__PASSAGE TO READ__:
★ ★ ★

Support the Timberjay by making a donation.

Serving Northern St. Louis County, Minnesota

Range DFL needs sound leadership to repitch its big tent

Posted

Back in 2002, the late Sen. Paul Wellstone recruited Tofte outfitter and environmental activist Bill Hansen to run for the Legislature in the old 6A District and secured him the early endorsement of the United Steelworkers.

I mention this small piece of historical trivia to highlight the ways that wise political leaders keep their political parties growing and united by focusing their supporters’ eyes on the big picture. Paul Wellstone was a smart guy and he recognized Hansen’s concern for environmental protection as a fundamental component of the DFL’s governing philosophy of caring. You can’t care for workers, for the elderly, and for the poor, without also caring for the natural world.

★ ★ ★

__PROVIDED DATA__:
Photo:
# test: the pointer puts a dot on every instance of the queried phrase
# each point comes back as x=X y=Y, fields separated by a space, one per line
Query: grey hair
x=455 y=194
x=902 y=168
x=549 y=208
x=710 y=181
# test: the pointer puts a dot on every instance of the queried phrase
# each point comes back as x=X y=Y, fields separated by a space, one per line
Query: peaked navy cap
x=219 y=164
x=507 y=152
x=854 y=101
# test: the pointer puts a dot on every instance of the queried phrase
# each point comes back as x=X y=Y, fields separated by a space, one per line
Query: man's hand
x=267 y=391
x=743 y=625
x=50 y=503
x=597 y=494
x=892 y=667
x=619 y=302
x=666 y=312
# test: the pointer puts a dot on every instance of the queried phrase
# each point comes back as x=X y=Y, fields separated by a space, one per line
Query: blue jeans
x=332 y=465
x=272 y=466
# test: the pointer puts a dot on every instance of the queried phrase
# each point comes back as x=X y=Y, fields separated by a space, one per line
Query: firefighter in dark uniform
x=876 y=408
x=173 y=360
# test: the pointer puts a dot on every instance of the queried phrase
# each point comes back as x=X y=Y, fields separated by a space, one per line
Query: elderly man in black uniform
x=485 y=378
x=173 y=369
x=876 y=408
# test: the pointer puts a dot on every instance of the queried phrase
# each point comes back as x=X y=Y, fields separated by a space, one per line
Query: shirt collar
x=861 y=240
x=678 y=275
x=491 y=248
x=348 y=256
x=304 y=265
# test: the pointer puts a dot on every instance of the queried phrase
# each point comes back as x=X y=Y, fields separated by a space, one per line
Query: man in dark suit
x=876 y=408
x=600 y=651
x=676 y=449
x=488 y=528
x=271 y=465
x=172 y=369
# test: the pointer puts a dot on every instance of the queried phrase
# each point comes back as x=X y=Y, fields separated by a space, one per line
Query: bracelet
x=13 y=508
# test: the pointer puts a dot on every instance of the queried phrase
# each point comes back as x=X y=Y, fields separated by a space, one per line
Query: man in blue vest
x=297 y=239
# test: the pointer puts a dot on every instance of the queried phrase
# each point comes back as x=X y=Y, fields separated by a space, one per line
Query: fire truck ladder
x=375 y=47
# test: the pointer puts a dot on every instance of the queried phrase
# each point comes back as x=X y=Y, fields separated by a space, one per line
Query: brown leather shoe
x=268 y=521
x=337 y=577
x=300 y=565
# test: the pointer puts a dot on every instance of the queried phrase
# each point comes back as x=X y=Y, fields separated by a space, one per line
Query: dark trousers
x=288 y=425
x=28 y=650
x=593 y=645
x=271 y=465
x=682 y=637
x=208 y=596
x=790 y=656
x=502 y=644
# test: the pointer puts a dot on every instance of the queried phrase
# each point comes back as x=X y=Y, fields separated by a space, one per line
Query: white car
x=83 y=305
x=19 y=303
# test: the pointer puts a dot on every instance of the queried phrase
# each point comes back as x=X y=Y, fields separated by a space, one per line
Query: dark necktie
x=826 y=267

★ ★ ★

__LIST OF TASKS__:
A. In the newspaper piece about the Range DFL, who recruited Bill Hansen to run for the Legislature in 2002?
B. Update the rows from their first line through the line containing "x=272 y=466" by changing "pointer" to "marker". Return only those lines.
The rows have no connection to the newspaper piece.

__THE REPLIES__:
A. The late Sen. Paul Wellstone recruited him.

B.
Photo:
# test: the marker puts a dot on every instance of the queried phrase
# each point comes back as x=X y=Y, fields separated by a space, one per line
Query: grey hair
x=455 y=194
x=902 y=168
x=549 y=208
x=710 y=181
# test: the marker puts a dot on every instance of the queried phrase
# each point comes back as x=X y=Y, fields separated by a space, one per line
Query: peaked navy cap
x=219 y=164
x=507 y=152
x=854 y=101
# test: the marker puts a dot on every instance of the queried phrase
# each point comes back as x=X y=Y, fields separated by a space, one per line
Query: man's hand
x=267 y=391
x=743 y=625
x=50 y=503
x=597 y=494
x=892 y=667
x=619 y=302
x=666 y=312
# test: the marker puts a dot on every instance of the queried phrase
# each point comes back as x=X y=Y, fields separated by a space, one per line
Query: blue jeans
x=332 y=465
x=272 y=466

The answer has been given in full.